» Problem requirements
Repeat word for word everything from the line containing "For the evaluation, point out each instance of the stone" to the end of the listing, first and last lines included, and only that.

[Pointing and labeling entries]
-- Start --
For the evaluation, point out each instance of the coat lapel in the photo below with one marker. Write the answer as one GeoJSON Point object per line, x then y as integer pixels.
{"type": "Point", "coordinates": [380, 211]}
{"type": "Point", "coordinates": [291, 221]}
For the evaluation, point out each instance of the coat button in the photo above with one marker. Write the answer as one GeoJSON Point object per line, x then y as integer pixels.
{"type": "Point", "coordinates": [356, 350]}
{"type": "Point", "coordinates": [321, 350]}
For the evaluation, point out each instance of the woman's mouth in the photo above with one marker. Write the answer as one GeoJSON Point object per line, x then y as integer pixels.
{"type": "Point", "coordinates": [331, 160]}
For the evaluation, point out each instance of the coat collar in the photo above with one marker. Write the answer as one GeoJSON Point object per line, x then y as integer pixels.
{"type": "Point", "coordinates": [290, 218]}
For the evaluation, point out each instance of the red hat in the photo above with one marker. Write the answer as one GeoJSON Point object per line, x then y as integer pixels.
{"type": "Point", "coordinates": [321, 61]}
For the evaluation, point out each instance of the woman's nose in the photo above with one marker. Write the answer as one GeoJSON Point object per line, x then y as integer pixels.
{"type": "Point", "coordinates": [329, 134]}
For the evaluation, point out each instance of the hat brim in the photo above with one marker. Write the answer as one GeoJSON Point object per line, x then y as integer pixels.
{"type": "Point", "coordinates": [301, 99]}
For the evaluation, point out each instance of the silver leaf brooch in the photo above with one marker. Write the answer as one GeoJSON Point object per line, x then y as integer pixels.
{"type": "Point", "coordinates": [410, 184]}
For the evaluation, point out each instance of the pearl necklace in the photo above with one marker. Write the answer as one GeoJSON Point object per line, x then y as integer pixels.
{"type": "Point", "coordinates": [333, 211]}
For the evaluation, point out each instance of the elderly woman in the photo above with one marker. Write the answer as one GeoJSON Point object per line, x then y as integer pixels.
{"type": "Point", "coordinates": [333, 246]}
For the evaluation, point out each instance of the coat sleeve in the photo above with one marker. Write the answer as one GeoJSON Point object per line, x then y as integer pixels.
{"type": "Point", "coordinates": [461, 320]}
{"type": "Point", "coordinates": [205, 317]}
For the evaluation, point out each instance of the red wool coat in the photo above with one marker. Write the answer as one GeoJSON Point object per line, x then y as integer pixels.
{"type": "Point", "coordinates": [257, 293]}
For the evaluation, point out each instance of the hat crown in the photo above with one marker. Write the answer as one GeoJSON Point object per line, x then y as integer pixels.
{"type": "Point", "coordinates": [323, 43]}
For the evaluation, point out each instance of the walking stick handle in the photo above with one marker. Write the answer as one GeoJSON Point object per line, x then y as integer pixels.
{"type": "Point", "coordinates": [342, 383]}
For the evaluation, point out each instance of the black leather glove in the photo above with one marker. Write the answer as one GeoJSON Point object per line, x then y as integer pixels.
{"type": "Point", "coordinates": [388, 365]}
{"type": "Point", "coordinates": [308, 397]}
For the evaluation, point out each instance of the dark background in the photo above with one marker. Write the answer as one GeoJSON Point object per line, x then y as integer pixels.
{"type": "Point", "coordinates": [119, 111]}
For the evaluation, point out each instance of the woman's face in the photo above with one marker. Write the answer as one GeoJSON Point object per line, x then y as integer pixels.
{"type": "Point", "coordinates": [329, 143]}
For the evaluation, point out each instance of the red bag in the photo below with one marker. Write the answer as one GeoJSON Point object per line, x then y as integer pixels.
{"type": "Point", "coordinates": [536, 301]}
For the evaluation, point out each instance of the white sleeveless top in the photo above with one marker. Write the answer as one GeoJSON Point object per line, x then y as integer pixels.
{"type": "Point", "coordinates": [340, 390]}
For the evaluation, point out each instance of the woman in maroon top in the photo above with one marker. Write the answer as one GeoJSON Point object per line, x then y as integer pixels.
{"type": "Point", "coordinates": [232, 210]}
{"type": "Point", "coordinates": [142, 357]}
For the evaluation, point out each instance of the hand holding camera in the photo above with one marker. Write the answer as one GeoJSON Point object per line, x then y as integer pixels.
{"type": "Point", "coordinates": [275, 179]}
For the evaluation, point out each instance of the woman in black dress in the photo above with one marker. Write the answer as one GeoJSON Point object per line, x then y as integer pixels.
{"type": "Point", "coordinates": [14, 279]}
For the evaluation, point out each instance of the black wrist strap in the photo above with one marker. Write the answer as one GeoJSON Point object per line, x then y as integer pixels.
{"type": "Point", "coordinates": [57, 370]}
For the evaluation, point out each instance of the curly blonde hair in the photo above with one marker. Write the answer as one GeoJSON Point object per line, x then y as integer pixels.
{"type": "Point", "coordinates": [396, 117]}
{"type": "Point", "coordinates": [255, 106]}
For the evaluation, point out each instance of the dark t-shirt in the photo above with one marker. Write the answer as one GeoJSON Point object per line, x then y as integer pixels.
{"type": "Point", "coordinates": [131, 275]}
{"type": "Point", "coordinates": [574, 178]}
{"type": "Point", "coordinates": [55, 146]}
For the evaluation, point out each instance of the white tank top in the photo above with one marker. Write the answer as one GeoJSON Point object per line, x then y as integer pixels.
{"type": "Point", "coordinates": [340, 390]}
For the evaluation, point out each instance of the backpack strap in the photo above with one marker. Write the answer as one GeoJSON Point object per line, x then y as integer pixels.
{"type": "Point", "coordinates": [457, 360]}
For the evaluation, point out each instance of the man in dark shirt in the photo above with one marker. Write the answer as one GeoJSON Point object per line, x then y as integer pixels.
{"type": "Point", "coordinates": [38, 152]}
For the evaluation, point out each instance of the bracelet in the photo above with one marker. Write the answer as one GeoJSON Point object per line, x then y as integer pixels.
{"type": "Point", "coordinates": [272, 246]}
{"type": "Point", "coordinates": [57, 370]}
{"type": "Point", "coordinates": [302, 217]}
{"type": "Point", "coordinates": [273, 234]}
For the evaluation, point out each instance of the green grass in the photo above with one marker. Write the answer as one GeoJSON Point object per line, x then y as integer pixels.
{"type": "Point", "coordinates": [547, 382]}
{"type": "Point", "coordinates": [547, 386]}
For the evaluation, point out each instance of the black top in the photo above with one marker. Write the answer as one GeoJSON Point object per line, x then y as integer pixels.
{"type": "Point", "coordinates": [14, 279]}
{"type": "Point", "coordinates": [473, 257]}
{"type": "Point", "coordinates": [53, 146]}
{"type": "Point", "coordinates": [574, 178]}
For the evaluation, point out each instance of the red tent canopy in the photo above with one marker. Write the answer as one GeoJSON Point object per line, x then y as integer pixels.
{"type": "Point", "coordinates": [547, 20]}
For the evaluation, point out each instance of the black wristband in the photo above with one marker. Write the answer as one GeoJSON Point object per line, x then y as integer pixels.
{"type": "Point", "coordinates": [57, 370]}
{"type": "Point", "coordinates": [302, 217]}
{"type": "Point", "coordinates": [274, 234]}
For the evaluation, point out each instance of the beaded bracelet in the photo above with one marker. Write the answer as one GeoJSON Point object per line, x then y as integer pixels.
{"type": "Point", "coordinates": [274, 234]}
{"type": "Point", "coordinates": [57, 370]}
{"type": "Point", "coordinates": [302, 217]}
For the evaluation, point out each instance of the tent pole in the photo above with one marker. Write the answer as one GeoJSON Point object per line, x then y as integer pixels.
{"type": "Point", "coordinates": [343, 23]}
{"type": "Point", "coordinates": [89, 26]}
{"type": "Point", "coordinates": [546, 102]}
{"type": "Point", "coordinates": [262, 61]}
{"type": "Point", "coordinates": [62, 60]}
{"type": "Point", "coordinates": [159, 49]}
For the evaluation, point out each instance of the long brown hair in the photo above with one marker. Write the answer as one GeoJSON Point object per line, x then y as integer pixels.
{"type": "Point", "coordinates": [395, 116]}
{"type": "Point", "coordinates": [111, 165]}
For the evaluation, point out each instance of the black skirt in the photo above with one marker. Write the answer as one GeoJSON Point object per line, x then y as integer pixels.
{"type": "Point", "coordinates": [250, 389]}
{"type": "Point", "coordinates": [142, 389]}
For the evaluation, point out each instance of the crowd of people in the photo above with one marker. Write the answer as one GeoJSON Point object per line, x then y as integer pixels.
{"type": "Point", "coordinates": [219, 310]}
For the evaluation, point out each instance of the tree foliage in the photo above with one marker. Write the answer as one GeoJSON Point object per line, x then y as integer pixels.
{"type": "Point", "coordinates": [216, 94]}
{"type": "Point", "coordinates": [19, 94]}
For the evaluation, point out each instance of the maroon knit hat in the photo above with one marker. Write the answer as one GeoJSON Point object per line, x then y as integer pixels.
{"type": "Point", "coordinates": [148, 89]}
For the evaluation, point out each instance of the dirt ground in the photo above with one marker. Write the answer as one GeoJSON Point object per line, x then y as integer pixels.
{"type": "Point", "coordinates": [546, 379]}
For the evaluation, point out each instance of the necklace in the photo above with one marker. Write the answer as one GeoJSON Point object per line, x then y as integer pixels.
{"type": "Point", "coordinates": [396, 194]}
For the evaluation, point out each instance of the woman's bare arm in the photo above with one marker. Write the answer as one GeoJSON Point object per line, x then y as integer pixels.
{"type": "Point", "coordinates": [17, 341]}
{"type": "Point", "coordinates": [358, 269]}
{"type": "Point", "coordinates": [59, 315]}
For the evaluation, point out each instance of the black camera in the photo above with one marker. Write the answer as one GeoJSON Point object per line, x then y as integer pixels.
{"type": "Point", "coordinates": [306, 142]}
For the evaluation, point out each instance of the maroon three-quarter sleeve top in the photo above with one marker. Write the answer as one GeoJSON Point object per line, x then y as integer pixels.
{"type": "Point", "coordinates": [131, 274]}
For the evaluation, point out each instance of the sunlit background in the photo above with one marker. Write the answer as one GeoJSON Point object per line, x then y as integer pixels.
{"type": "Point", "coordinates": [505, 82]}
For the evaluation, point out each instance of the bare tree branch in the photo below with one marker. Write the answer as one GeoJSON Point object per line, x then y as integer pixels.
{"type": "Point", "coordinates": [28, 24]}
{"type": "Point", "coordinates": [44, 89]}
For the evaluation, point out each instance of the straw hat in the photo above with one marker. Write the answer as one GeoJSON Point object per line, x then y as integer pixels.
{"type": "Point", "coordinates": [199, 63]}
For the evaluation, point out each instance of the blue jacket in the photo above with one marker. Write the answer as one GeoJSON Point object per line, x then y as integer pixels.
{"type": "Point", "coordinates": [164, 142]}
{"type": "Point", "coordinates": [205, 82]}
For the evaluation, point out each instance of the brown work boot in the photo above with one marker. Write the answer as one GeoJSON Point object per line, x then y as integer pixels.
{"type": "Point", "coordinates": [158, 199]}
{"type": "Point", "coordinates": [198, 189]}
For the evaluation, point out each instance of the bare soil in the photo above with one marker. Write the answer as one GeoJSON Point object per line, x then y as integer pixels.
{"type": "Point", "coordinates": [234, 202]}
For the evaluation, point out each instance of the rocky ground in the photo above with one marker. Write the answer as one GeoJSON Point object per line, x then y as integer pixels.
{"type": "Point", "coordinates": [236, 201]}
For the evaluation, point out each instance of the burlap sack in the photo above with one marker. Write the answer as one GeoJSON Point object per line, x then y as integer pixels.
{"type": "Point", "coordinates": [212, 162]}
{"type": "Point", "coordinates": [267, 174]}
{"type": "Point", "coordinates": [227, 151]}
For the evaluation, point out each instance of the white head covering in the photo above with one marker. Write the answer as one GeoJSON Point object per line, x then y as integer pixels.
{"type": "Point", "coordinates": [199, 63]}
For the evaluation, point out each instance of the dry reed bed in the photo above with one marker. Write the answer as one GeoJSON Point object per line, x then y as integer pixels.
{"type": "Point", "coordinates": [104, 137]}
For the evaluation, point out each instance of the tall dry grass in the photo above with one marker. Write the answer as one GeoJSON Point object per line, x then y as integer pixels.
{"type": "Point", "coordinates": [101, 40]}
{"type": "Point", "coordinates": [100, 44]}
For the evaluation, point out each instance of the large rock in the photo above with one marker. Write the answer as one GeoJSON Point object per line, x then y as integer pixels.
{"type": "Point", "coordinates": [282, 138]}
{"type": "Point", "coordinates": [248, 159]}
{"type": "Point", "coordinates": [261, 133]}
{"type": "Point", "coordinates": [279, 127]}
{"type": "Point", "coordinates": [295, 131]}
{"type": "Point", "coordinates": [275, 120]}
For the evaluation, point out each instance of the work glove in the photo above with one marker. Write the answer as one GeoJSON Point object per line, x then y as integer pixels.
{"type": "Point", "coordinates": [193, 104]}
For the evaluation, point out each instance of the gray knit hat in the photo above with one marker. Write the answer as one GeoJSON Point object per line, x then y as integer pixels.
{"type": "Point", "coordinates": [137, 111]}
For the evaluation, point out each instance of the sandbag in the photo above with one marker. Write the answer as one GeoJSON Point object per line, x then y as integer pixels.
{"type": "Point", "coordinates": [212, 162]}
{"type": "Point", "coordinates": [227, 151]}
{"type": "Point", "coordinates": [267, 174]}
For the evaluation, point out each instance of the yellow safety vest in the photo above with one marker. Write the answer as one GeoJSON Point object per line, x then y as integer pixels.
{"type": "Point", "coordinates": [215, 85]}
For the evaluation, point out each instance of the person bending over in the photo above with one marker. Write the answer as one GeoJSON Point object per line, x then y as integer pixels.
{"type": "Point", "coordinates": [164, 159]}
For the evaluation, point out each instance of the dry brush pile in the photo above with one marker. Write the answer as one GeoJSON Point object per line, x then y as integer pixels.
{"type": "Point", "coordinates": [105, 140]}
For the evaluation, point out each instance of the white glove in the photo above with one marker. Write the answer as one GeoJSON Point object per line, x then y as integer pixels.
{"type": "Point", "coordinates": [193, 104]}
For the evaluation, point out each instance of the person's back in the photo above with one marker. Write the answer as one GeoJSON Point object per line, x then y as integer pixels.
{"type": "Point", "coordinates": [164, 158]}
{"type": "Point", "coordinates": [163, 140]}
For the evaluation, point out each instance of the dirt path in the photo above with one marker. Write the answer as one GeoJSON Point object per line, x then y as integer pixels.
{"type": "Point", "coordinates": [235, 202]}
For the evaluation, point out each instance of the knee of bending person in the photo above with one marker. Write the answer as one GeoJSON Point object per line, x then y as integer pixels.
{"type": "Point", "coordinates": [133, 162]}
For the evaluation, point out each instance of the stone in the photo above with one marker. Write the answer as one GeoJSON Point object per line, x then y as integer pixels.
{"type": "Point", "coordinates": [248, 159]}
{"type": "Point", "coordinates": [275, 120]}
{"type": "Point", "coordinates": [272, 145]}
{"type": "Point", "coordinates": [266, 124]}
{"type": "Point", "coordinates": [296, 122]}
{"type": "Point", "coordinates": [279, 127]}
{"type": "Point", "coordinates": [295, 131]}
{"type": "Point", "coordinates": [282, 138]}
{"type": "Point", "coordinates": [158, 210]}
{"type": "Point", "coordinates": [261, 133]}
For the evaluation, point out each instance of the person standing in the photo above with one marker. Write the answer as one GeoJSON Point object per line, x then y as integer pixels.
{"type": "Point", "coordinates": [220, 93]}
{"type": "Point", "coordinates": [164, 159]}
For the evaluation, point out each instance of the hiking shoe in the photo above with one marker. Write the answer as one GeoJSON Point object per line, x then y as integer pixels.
-- End --
» Answer to this task
For the evaluation, point out each instance of the stone in the photo above with one marker. Write the answer as one GeoJSON Point object per line, x then y as integer pixels.
{"type": "Point", "coordinates": [248, 159]}
{"type": "Point", "coordinates": [275, 120]}
{"type": "Point", "coordinates": [272, 145]}
{"type": "Point", "coordinates": [266, 124]}
{"type": "Point", "coordinates": [296, 122]}
{"type": "Point", "coordinates": [279, 127]}
{"type": "Point", "coordinates": [295, 131]}
{"type": "Point", "coordinates": [282, 138]}
{"type": "Point", "coordinates": [158, 210]}
{"type": "Point", "coordinates": [261, 133]}
For the evaluation, point out each instance of the person standing in the photo above with one marker. Write the answer as one GeoJSON Point object per line, x then y as integer pixels.
{"type": "Point", "coordinates": [220, 93]}
{"type": "Point", "coordinates": [164, 159]}
For the evaluation, point out each instance of the hiking shoe in the photo above with one marker. Write the answer as one GeoJSON Point object per line, x then y as integer pixels.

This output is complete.